▸ What is expected
Rewrite the listing below, swapping "Show me" for "Indicate" every time it occurs and leaving everything else unchanged.

▸ Data for this task
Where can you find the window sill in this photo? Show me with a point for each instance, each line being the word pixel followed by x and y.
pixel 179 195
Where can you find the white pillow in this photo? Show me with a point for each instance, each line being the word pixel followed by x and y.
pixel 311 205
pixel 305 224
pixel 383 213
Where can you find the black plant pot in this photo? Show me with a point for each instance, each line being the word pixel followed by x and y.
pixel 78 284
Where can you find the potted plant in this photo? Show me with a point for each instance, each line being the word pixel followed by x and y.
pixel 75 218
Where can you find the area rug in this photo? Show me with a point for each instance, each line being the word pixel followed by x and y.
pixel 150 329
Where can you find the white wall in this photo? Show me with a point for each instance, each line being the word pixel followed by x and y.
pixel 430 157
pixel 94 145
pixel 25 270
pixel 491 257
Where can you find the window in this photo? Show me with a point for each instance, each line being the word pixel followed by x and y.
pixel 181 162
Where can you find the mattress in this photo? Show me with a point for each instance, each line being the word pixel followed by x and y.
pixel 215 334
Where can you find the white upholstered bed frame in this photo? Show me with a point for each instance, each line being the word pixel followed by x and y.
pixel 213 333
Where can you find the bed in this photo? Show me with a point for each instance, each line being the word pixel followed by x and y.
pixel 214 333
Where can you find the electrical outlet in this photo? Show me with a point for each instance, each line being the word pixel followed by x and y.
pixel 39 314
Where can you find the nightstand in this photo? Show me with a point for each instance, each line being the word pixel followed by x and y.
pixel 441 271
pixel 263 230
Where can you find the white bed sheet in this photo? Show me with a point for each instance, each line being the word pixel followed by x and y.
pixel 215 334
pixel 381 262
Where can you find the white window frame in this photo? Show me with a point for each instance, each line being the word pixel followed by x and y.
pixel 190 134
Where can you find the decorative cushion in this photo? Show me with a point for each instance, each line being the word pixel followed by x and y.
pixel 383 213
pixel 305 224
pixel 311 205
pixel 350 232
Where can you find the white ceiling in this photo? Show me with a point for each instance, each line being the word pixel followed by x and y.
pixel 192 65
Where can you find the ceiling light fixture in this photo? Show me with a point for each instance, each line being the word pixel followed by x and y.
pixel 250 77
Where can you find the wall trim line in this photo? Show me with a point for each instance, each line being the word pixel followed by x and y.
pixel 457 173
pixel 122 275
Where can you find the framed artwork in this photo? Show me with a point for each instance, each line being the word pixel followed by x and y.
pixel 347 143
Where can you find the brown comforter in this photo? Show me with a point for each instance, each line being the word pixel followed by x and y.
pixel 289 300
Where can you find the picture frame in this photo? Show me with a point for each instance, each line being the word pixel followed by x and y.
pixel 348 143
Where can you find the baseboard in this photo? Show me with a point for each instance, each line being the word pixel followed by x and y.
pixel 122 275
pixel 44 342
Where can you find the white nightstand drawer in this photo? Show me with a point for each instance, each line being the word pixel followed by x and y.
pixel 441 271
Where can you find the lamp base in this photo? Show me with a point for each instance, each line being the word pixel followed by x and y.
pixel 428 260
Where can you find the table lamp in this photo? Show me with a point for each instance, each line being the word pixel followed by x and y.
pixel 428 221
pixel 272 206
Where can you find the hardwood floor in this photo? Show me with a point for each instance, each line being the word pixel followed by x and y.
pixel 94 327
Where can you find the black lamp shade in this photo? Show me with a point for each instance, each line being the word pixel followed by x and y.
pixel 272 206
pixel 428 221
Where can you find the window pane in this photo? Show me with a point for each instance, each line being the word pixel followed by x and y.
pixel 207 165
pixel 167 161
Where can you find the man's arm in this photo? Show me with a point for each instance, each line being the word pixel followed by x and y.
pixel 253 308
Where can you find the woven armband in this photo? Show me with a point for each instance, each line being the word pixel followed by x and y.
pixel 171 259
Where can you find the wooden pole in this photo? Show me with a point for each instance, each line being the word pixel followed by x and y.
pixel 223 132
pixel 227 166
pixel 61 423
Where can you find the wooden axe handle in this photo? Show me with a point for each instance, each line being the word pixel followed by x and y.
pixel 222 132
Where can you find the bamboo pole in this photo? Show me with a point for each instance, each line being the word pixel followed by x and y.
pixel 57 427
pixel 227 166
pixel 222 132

▸ Output for this task
Where can you find the window sill in this photo? Indicate with a point for each instance, each line being the word pixel followed by x and y.
pixel 179 195
Where can you find the white pillow in this photo? Indicate with a point for each instance, each line being the word pixel followed by x and y.
pixel 311 205
pixel 305 224
pixel 383 213
Where can you find the black plant pot in this photo? Indicate with a point for each instance, each line being the word pixel followed by x and y.
pixel 78 284
Where can you find the potted plant in this photo? Indicate with a point for each instance, each line being the word pixel followed by x and y.
pixel 75 218
Where can you find the area rug in this photo? Indicate with a point for each instance, each line being the word pixel followed by x and y.
pixel 150 329
Where can you find the white wall in this photo? Indicate with a point for each instance, each line being the word pixel followed by x and y.
pixel 430 157
pixel 94 145
pixel 25 270
pixel 491 257
Where can you find the window in this photo? Indicate with a point for each instance, each line being the word pixel followed by x and y.
pixel 181 162
Where can you find the mattress in this photo? Indicate with a point for each instance, each line being the word pixel followed by x and y.
pixel 215 334
Where can you find the white upholstered bed frame in this photo? Indicate with a point for each instance, each line being the word pixel followed by x and y.
pixel 213 333
Where can you find the bed in this photo? Indicate with a point for each instance, each line being the word pixel followed by x and y.
pixel 214 333
Where can you find the electrical outlet in this photo? Indicate with a point for each instance, each line being the word pixel followed by x and y.
pixel 39 314
Where can you find the nightstand in this photo? Indicate with a point for each instance, each line being the word pixel followed by x and y.
pixel 441 271
pixel 263 230
Where can you find the white bed sheet in this photo? Indicate with a point for each instance, each line being the word pixel followed by x and y.
pixel 215 334
pixel 381 262
Where can you find the white window frame in this photo? Indicate with a point for each instance, each line being the word pixel followed by x and y.
pixel 190 134
Where can you find the decorative cushion in this photo? Indicate with a point for each instance, each line being the word pixel followed by x and y.
pixel 383 213
pixel 305 224
pixel 311 205
pixel 350 232
Where can you find the white ceiling in this photo? Indicate with a point for each instance, each line being the word pixel followed by x and y.
pixel 192 65
Where can you find the ceiling light fixture in this photo? Indicate with a point for each instance, each line being the word pixel followed by x and y.
pixel 250 77
Where can you find the wall trim line in this photo? Indicate with a point for each instance, each line being the word pixel followed by x and y.
pixel 457 173
pixel 122 275
Where can you find the framed artwork in this photo? Indicate with a point for each instance, each line being the word pixel followed by x and y.
pixel 347 143
Where can you find the brown comforter in this photo? Indicate with a point for each instance, each line being the word pixel followed by x and y.
pixel 289 300
Where can you find the picture frame in this photo? Indicate with a point for each instance, each line being the word pixel followed by x and y.
pixel 348 143
Where can you find the baseboard in this photo? Indicate with a point for each instance, each line being the word pixel followed by x and y.
pixel 122 275
pixel 44 342
Where can you find the white nightstand drawer in this photo? Indicate with a point for each instance, each line being the word pixel followed by x and y.
pixel 441 271
Where can you find the lamp base in this photo? Indicate with a point for each instance, each line being the word pixel followed by x and y.
pixel 428 260
Where can you find the table lamp in this photo? Indicate with a point for each instance, each line being the word pixel followed by x and y.
pixel 428 221
pixel 272 206
Where can you find the hardwood floor in this photo? Indicate with a point for each instance, each line being the word pixel followed by x and y.
pixel 94 327
Where can you find the black lamp shade in this photo? Indicate with a point for each instance, each line being the word pixel followed by x and y.
pixel 272 206
pixel 428 221
Where can you find the window pane in this photo? Indicate with a point for each instance, each line being the word pixel followed by x and y.
pixel 207 165
pixel 167 161
Where can you find the man's arm in this photo? Indicate with a point for each instance, each line being the word pixel followed by x and y.
pixel 253 308
Where can you find the woven armband in this photo? Indicate with a point for each instance, each line being the word pixel followed by x and y.
pixel 171 259
Where can you find the wooden pole in this photo? Indicate with a point for each instance, each line being the word pixel followed by x and y.
pixel 223 132
pixel 227 166
pixel 61 423
Where can you find the wooden axe handle in this photo? Indicate with a point for each instance, each line being the word pixel followed by x and y.
pixel 222 132
Where can you find the bamboo pole in this photo? Indicate with a point for each instance, each line being the word pixel followed by x and y.
pixel 57 427
pixel 227 166
pixel 222 132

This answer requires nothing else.